_Passage given_.
Boone's in brandy snifters. Them kids is klassy!
We open to a scene of hideous music (New Kids? 98 Degrees? No wait - Menudo?) while wine is being poured into what looked like brandy snifters. Henry and Betty are toasting each other over dinner at his place. Gee, what could possibly go wrong now that Charlie's staying until the kid is born. And the timeframe on this kid gets less believable each week.
They toast to making the most of the time they have left together. It's like they're sitting Shiva on their relationship! Oh, and guess who walks on in? And they call it, Char-lie. "Uh oh. Am I too early?" Yes, beyotch, because apparently you left 15 minutes ago and Henry and Betty weren't eating Micky D's. Why does Betty's wine look like strawberry Boone's? Henry really does know how to treat a girl right. Or at least get her "fired up" before a night of quarter beers (junior year roommate flashback).
"I swear I stayed out as long as I could," she says.

_Provided records_.
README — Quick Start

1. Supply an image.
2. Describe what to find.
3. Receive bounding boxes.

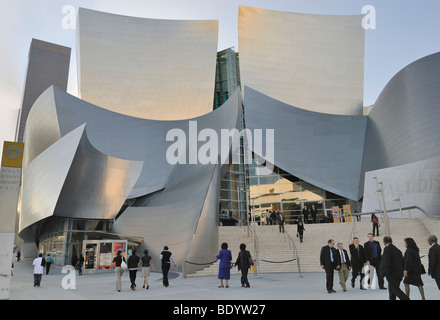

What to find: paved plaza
[10,259,440,302]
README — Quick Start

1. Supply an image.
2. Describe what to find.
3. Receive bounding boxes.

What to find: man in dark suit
[319,239,340,293]
[303,205,310,224]
[337,242,351,292]
[310,204,318,223]
[348,237,366,290]
[380,236,409,300]
[428,235,440,290]
[364,232,386,290]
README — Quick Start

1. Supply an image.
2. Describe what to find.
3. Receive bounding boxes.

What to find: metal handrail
[348,206,427,243]
[284,230,303,278]
[247,224,260,277]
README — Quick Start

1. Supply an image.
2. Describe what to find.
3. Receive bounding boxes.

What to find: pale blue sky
[0,0,440,149]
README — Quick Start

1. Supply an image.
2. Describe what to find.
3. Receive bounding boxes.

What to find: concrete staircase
[187,219,429,277]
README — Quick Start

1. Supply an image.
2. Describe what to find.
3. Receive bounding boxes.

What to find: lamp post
[393,197,406,238]
[377,182,390,236]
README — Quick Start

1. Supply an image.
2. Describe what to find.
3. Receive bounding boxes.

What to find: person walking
[319,239,340,293]
[46,253,52,275]
[141,250,154,290]
[215,242,232,288]
[32,253,44,287]
[75,253,84,276]
[403,238,425,300]
[380,236,409,300]
[338,242,351,292]
[235,243,254,288]
[160,246,176,287]
[364,232,386,290]
[371,213,379,237]
[113,249,126,292]
[310,204,318,223]
[270,210,277,226]
[296,219,306,243]
[428,235,440,290]
[348,237,366,290]
[302,205,310,224]
[277,209,286,233]
[127,250,141,291]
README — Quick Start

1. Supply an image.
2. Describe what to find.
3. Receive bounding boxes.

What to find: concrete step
[188,219,429,276]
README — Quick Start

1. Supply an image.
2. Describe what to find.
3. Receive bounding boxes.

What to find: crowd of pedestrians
[320,233,440,300]
[21,229,440,300]
[113,246,176,292]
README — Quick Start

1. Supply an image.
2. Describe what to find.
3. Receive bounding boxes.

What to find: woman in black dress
[403,238,425,300]
[235,243,254,288]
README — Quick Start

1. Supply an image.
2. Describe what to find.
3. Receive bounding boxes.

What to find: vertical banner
[342,204,352,222]
[0,141,24,300]
[332,207,341,223]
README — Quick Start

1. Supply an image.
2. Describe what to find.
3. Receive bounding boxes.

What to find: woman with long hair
[403,238,425,300]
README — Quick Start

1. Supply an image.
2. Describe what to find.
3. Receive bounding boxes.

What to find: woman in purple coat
[215,242,232,288]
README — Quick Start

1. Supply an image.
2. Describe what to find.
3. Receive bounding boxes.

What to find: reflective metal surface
[238,6,365,115]
[360,53,440,218]
[77,8,218,120]
[244,87,367,200]
[20,87,241,267]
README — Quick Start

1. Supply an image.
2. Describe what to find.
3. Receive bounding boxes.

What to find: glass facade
[214,48,240,109]
[248,161,359,224]
[39,216,137,266]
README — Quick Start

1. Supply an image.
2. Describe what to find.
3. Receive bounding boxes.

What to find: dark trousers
[387,276,409,300]
[278,221,284,233]
[373,223,379,236]
[241,268,251,288]
[351,264,365,288]
[325,267,335,291]
[128,269,137,289]
[162,263,171,287]
[34,273,43,287]
[46,262,50,274]
[370,258,384,288]
[435,278,440,290]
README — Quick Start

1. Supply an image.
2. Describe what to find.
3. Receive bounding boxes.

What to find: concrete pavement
[10,259,440,302]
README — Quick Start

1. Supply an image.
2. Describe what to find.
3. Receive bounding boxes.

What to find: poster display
[342,204,352,222]
[84,243,98,270]
[332,207,341,223]
[99,242,113,269]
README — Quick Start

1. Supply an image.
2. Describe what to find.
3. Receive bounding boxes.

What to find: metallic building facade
[15,39,71,142]
[238,6,365,115]
[77,8,218,120]
[15,6,440,272]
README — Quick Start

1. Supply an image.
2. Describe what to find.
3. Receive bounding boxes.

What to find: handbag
[249,253,254,266]
[121,259,127,270]
[420,263,426,274]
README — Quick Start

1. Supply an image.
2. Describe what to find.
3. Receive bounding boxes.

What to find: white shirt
[32,257,44,274]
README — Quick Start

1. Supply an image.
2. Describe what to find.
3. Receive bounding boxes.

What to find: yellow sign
[332,207,341,223]
[342,204,352,222]
[2,141,24,168]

_Request A_. Give the rows as a JSON list of strings, one per line, from their first line through the line containing "[187,219,429,277]", both included, with blank lines and pictures omitted.
_Request B_. Continue the recap of Henry and Betty's dinner from its last sentence.

_Expected answer A_.
[
  "README — Quick Start",
  "1. Supply an image.",
  "2. Describe what to find.",
  "3. Receive bounding boxes.",
  "What to find: paved plaza",
  "[10,259,440,302]",
  "README — Quick Start",
  "1. Supply an image.",
  "2. Describe what to find.",
  "3. Receive bounding boxes.",
  "What to find: man in dark suit",
  "[319,239,340,293]",
  "[303,205,310,224]",
  "[337,242,351,292]",
  "[310,204,318,223]",
  "[348,237,366,290]",
  "[380,236,409,300]",
  "[428,235,440,290]",
  "[364,232,386,290]",
  "README — Quick Start",
  "1. Supply an image.",
  "2. Describe what to find.",
  "3. Receive bounding boxes.",
  "What to find: metal handrail",
  "[348,206,427,243]",
  "[284,230,303,278]",
  "[247,224,260,277]",
  "README — Quick Start",
  "1. Supply an image.",
  "2. Describe what to find.",
  "3. Receive bounding boxes.",
  "What to find: pale blue sky",
  "[0,0,440,149]",
  "README — Quick Start",
  "1. Supply an image.",
  "2. Describe what to find.",
  "3. Receive bounding boxes.",
  "What to find: concrete staircase",
  "[187,219,429,277]"
]

_Expected answer B_.
"Really? Because you only left 15 minutes ago," Henry said.
"Oh, I had no idea. I can't wear a watch because my arms are so bloated from carrying your child." See, this is where Betty should have packed it in, and ABC should have moved right into Grey's Anatomy, A Very Whiney Episode, starring Amy Madigan Who Has Not Aged Well. Any woman with any self-respect would have been like, "dude, this game is over!" But not martyr Betty. And kids, this episode just gets worse on the self-respect level from here. Let's begin our judgment!
Wow, those wrists really are thick!
Cha...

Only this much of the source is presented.